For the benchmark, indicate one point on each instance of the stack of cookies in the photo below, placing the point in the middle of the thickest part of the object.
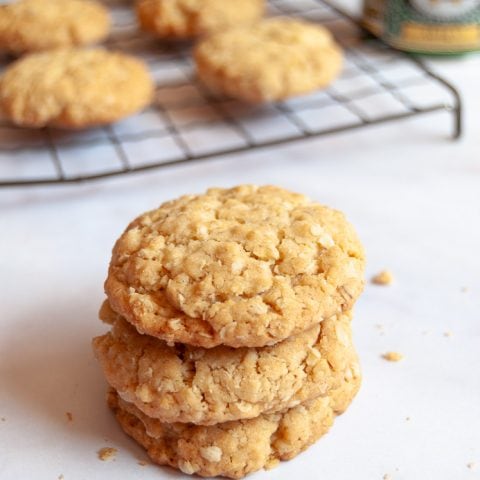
(230, 345)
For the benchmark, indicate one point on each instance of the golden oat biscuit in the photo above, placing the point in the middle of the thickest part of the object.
(190, 18)
(246, 266)
(34, 25)
(74, 88)
(208, 386)
(234, 449)
(269, 61)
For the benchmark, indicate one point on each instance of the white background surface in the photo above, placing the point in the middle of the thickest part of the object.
(414, 197)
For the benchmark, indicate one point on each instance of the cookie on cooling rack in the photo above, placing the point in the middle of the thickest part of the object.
(34, 25)
(271, 60)
(74, 88)
(229, 383)
(234, 449)
(190, 18)
(246, 266)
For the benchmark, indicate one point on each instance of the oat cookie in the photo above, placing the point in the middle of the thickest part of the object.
(74, 88)
(234, 449)
(269, 61)
(246, 266)
(209, 386)
(33, 25)
(191, 18)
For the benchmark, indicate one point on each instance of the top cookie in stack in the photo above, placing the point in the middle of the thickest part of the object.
(243, 267)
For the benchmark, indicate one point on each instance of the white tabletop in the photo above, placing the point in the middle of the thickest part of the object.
(414, 197)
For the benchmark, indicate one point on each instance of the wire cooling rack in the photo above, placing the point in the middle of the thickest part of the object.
(189, 123)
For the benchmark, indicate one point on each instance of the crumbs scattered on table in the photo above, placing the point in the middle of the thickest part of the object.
(384, 277)
(107, 453)
(392, 356)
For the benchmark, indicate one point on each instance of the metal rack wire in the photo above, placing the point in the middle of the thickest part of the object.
(189, 123)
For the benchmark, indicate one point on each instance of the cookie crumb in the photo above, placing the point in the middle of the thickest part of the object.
(272, 463)
(392, 356)
(384, 277)
(107, 453)
(211, 454)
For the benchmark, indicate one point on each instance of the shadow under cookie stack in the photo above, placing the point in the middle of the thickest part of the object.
(230, 346)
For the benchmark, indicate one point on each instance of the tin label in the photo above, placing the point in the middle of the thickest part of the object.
(437, 26)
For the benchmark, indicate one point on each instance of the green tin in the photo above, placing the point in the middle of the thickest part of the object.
(427, 26)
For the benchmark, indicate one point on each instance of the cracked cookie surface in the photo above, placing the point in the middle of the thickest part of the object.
(234, 449)
(74, 88)
(208, 386)
(269, 61)
(33, 25)
(191, 18)
(246, 266)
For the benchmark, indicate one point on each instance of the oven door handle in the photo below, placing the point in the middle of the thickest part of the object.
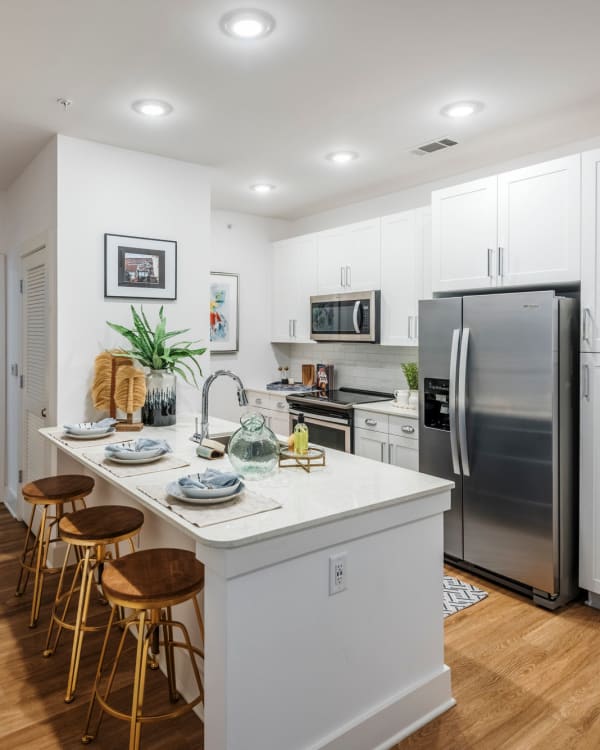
(318, 418)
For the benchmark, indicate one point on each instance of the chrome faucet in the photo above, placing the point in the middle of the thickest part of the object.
(198, 437)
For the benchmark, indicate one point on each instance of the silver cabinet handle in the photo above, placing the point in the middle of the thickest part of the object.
(587, 319)
(462, 402)
(586, 382)
(452, 399)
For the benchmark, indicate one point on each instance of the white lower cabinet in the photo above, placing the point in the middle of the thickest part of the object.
(589, 479)
(387, 438)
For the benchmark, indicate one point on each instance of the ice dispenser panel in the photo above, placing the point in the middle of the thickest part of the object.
(437, 413)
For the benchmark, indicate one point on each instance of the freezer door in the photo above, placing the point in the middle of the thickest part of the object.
(509, 394)
(438, 320)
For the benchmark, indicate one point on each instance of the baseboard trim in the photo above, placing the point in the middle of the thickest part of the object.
(390, 723)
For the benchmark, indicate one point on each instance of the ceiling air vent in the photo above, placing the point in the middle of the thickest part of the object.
(430, 148)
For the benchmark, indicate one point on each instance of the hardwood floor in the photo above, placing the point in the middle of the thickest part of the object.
(33, 713)
(523, 678)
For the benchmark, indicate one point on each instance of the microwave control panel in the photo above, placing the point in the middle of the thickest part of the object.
(436, 402)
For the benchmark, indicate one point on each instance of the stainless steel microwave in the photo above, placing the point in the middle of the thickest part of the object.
(352, 316)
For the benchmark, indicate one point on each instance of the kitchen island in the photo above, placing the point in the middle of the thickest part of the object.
(288, 665)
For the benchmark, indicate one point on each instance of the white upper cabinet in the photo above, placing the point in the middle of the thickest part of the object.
(348, 258)
(404, 245)
(539, 223)
(464, 232)
(590, 251)
(520, 228)
(294, 280)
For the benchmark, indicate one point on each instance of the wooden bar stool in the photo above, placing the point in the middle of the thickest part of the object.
(150, 582)
(49, 493)
(90, 532)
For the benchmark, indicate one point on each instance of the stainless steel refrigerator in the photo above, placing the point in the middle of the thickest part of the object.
(498, 415)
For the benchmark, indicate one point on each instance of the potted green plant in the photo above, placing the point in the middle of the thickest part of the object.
(411, 373)
(153, 349)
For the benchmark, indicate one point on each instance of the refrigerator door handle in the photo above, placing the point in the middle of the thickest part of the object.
(452, 399)
(462, 402)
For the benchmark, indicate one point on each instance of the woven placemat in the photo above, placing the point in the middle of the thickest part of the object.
(164, 463)
(249, 503)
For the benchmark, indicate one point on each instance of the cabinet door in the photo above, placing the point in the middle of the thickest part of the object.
(539, 223)
(400, 279)
(590, 251)
(331, 260)
(362, 258)
(293, 282)
(371, 444)
(589, 481)
(404, 452)
(464, 233)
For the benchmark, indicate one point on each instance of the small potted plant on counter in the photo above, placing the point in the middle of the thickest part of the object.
(151, 348)
(411, 373)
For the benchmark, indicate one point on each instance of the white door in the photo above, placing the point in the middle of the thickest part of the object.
(464, 234)
(589, 481)
(400, 279)
(371, 444)
(539, 223)
(332, 252)
(35, 369)
(590, 251)
(363, 271)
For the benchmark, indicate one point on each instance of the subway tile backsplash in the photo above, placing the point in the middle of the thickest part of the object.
(369, 366)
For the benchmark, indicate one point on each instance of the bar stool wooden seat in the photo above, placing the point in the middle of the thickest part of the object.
(49, 494)
(150, 582)
(90, 532)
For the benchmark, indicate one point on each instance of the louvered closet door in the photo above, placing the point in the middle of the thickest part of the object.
(35, 362)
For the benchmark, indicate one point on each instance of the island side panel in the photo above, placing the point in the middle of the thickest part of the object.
(302, 669)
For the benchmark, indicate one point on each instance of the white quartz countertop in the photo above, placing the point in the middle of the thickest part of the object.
(347, 486)
(389, 407)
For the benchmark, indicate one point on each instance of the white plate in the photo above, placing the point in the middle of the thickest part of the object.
(175, 491)
(87, 436)
(132, 461)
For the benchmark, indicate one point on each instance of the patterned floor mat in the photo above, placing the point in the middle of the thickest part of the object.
(460, 595)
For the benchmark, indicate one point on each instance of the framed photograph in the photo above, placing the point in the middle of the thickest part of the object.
(224, 312)
(139, 267)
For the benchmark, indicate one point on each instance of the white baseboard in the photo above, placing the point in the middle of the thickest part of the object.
(390, 723)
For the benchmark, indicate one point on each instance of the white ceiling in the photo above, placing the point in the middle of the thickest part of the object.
(368, 75)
_ _ _ _ _ _ _
Problem
Each line of the material must be retyped exactly, except that images are omitted.

Reply
For the benchmark, indicate one point on each instance of the stack of cookies in the photo below, placing the point in the middle of the thickest part of the object.
(230, 345)
For the benchmark, indicate one point on each instance of the golden oat biscuit in the photo above, placing the point in the middle of the thickest part of the object.
(190, 18)
(246, 266)
(34, 25)
(74, 88)
(208, 386)
(234, 449)
(269, 61)
For the benchmark, indicate one point on each instance of the white background surface in the photo above, placing the point in the middle of the thickest part of the object.
(414, 197)
For the benchmark, indicate one point on each instance of the cookie on cooling rack in the photo above, placing the point in the middle of the thickest part of the object.
(34, 25)
(271, 60)
(74, 88)
(229, 383)
(234, 449)
(190, 18)
(246, 266)
For the benchmark, indicate one point on each instance of the oat cookie in the photo above, placing the point in the middle of the thickest part of the object.
(74, 88)
(234, 449)
(269, 61)
(246, 266)
(209, 386)
(33, 25)
(191, 18)
For the benchmark, indicate one point on each instance of the top cookie in stack in the photo above, placing the point in the middle of the thickest part of the object.
(243, 267)
For the benchmark, indicate one point on each instance of the white tabletop in the photo above, placing the point in the middle of the thickest part of the object.
(414, 197)
For the benchmark, indicate one point on each instance of the wire cooling rack in the photo above, placing the point in the middle of the thickest part of the object.
(189, 123)
For the benchmark, indicate one point on each instance of the crumbs scattered on table in the photo above, placing the point in the middle of the thickest part of the object.
(384, 277)
(107, 453)
(392, 356)
For the benchmark, indicate one point on each instance of the metal rack wire in the photo above, placing the point in the middle of the thickest part of the object.
(189, 123)
For the benchmark, indicate one point on each instance of the cookie crumb in the photo above, placing the point in the middle of the thickest part of the object.
(272, 463)
(392, 356)
(384, 277)
(107, 453)
(211, 454)
For the benchmark, indicate one point on each instance of the shadow under cookie stack in the photo above, placing the point in the middle of the thickest part of the object.
(230, 346)
For the benchmark, indicate one point on each instance of the tin label in the photo above, placing the point in the middle of the thickest part of the object.
(437, 26)
For the benchmark, indicate one point on each instance of the green tin in the photo above, placing the point in the middle of the thickest part of the object.
(427, 26)
For the benchmark, indicate one point on each instance of the cracked cookie surface in the photo above, placing the point in the middle of the thickest part of the object.
(234, 449)
(74, 88)
(208, 386)
(269, 61)
(33, 25)
(191, 18)
(246, 266)
For the benchmark, indicate one point on each instance of the oven door handle in the photo below, placing the point in the middle of the thickest part of the object.
(318, 418)
For the benchmark, indicate one point on each instance of the chrome faucet in the photo above, placing the point in the middle of the thickest part of the object.
(198, 437)
For the benchmark, indicate one point on each instance of the silver cabinet handle in the photo above, placing the point in the middle of the thickest part of the object.
(587, 319)
(462, 402)
(586, 382)
(452, 399)
For the benchmark, indicate one point on each instance of the white lower cabinet in the photo above, placing the point in the middle of the thickest part of the object.
(589, 479)
(387, 438)
For the benchmark, indicate one point on each instance of the ice dispenser panel in the photo above, placing the point in the middle of the thickest part of the object.
(437, 413)
For the benchmark, indicate one point on each instance of the freezer door in the photo above, placing the point in the middle of the thickest part of the object.
(509, 394)
(438, 320)
For the benchmark, indicate one point on each instance of the baseboard trim in the photo above, placing the point in the middle of the thickest part of the object.
(390, 723)
For the benchmark, indicate one point on each instance of the ceiling air vent in the photo above, placing the point in the middle of the thickest part of the object.
(430, 148)
For the benchmark, indicate one point on each instance of the hardwood floor in the photo above, placing the point in the middle of the thickest part of the object.
(33, 713)
(523, 678)
For the benchmark, indicate one point on each instance of the microwave control panel in the photo above, placing the point in the middle of the thickest part of the object.
(436, 402)
For the benchmark, indicate one point on each instance of the stainless steel microwave in the photo above, placing the point in the middle of the thickest part of the object.
(352, 316)
For the benchmark, indicate one point on each instance of the kitchen island in the photo above, placing the point in the middle of the thickest part of the object.
(288, 665)
For the benchmark, indicate one point on each instance of the white upper cabinet in the photo above, placing the point in the middle of the thickest part of the object.
(348, 258)
(404, 245)
(539, 223)
(464, 232)
(590, 251)
(520, 228)
(294, 280)
For the benchmark, indicate one point on each instance of the wooden bar stool in the photo above, placing the point in the middle of the thickest part of the object.
(150, 582)
(49, 493)
(90, 532)
For the benchmark, indicate one point on each instance of the stainless steel refrigerator in the photo above, placing the point in the middle of the thickest part of the object.
(498, 415)
For the benchmark, indicate one point on each instance of the potted green plant in the photo above, placing the point in the middle of the thickest part of the object.
(411, 373)
(153, 349)
For the benchmark, indicate one point on each instance of the refrigerator door handle in the photo above, placing the point in the middle of the thickest part of the object.
(452, 399)
(462, 402)
For the benchmark, indicate one point on each instance of the woven placemat in the photo above, placing the point in the middle of the thickest part of the object.
(164, 463)
(249, 503)
For the benchmark, indicate one point on each instance of the cabinet door in the photo above, placing the point in the middle of the thickest part of the object.
(539, 223)
(400, 279)
(590, 251)
(331, 260)
(362, 258)
(293, 282)
(371, 444)
(589, 481)
(404, 452)
(464, 233)
For the benchmark, indicate one point on each instance of the small potted plant on counter in the photo above, placing the point in the middle of the thickest part of the object.
(151, 348)
(411, 373)
For the benchmark, indicate one point on each instance of the white door in the photo above, placing the point in the middle of the thickest part of the object.
(464, 234)
(589, 481)
(400, 279)
(371, 444)
(539, 223)
(332, 252)
(35, 369)
(590, 251)
(363, 271)
For the benchmark, indicate one point on each instance of the subway tile backsplash in the photo above, placing the point in the middle of the thickest part of the object.
(369, 366)
For the benchmark, indicate one point on each instance of the bar stool wooden seat in the photo above, placing the point in the middle of the thickest part of the object.
(49, 494)
(150, 582)
(90, 532)
For the benchmark, indicate one point on each instance of the louvered closet door in the photo above, placing the point in the middle of the thickest part of the object.
(35, 362)
For the benchmark, indicate one point on each instance of the island side panel in the photo above, placing the point in the middle of the thickest part of the object.
(302, 669)
For the benchmark, indicate one point on each instance of the white quartz countertop in the photo above, placing the point in the middle of the thickest part of the object.
(347, 486)
(389, 407)
For the benchmark, indicate one point on each instance of the white plate in the photo above, placing the point in the middle of the thickest part of the object.
(175, 491)
(87, 436)
(132, 461)
For the benchmark, indicate one point on each instance of the patterned floor mat in the photo above, placing the point in the middle of the thickest part of the object.
(460, 595)
For the benchmark, indicate one point on each instance of the framed photograph in the photo above, placing the point in the middle of the thickest part of the object.
(224, 312)
(139, 267)
For the benchmark, indicate one point on each instance of the white baseboard in the photo above, placing the point in the middle of the thickest part of the object.
(390, 723)
For the benchmark, indicate one point on each instance of the white ceiling in the photo above, placing the point in the middle of the thickest part of the object.
(368, 75)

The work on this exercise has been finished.